Short task A
In the records, echo unchanged the lines starting with the one that contains "Every instance of the pool umbrella pole gets" and going on through the one that contains "570 287 L 572".

SCHWEGMANN GIANT SUPERMARKETS, INC.

No. 91-C-1786.

Court of Appeal of Louisiana, Fourth Circuit.

November 26, 1991.

*807 Thomas G. Buck, Richard S. Vale, Blue, Williams & Buckley, Metairie, for relator.

Anthony L. Marinaro, Frank A. Silvestri, Silvestri & Massicot, New Orleans, for respondent.

BARRY, Judge.

Adа Tapia filed suit based on the intentional tort exception to the Louisiana Workers' Compensatiоn Act against her employer, Schwegmann Giant Supermarkets, Inc., the store's manager, Jane West, and the Assistant Manager, Theresa Doe. Tapia, a cashier, alleged that she injured her back after she lifted 20 оr more frozen turkeys from an elderly customer's basket onto the checkout counter. She had requestеd assistance which was denied by the manager. Tapia also claims that she put the turkeys into the customеr's automobile after being denied assistance from the manager and aggravated the back injury. Tapiа then asked the manager and assistant manager to be relieved, but continued to work for three to four hours until a substitute cashier was found.

Tapia further alleged:

The acts and/or omissions of Ms. Jane West and Ms. Theresa Doe were at all times pertinent hereto intentional acts which exposed your petitioner to danger when these managers knew the extreme probability that injury and aggravation of injury would occur. The injurious consequences оf these managers' acts were substantially certain to follow said acts or omissions. These managers bеlieved and knew that said injuries, consequences and physical results of their actions were certain or substantially certain to follow.

Short task B
List every attorney named in the court opinion excerpt as appearing for the relator or the respondent.

(Some records)
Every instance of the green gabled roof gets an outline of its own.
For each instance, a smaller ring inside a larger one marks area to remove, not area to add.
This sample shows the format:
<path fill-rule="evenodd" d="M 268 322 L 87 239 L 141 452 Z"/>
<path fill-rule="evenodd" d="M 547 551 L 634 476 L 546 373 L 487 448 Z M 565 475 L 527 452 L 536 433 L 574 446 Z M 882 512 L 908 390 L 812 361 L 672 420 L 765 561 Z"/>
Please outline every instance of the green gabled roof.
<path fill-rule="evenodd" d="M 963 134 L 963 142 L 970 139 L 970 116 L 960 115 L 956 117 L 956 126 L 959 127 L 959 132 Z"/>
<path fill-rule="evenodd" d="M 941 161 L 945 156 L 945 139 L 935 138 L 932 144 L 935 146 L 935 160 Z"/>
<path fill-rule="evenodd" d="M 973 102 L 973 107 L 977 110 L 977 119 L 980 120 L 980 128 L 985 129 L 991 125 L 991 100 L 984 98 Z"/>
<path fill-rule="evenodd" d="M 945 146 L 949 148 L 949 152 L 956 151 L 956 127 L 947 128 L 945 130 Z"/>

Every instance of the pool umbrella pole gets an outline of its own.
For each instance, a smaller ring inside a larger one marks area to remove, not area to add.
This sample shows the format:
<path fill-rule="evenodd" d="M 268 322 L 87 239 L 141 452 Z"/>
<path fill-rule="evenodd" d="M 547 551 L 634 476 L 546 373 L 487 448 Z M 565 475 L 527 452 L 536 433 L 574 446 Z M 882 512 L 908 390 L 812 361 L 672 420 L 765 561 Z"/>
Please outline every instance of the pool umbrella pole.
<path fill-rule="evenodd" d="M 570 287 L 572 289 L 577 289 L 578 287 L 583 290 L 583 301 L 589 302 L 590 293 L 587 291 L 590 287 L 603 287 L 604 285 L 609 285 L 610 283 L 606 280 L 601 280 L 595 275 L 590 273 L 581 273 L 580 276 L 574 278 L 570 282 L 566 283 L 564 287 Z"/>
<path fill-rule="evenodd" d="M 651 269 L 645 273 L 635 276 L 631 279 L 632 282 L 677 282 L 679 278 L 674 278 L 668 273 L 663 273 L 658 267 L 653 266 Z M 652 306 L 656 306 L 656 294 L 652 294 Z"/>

Written reply A
Every instance of the pool umbrella pole gets an outline of its own.
For each instance, a smaller ring inside a larger one marks area to remove, not area to add.
This sample shows the format:
<path fill-rule="evenodd" d="M 268 322 L 87 239 L 141 452 Z"/>
<path fill-rule="evenodd" d="M 547 551 L 634 476 L 546 373 L 487 448 Z M 565 475 L 527 452 L 536 433 L 574 446 Z M 882 512 L 908 390 L 812 361 L 672 420 L 765 561 Z"/>
Please outline every instance of the pool umbrella pole.
<path fill-rule="evenodd" d="M 570 287 L 572 289 L 577 289 L 578 287 L 583 290 L 583 301 L 589 302 L 590 293 L 587 291 L 590 287 L 603 287 L 604 285 L 609 285 L 610 283 L 606 280 L 601 280 L 595 275 L 590 273 L 581 273 L 580 276 L 574 278 L 570 282 L 566 283 L 564 287 Z"/>

Written reply B
Thomas G. Buck (relator)
Richard S. Vale (relator)
Anthony L. Marinaro (respondent)
Frank A. Silvestri (respondent)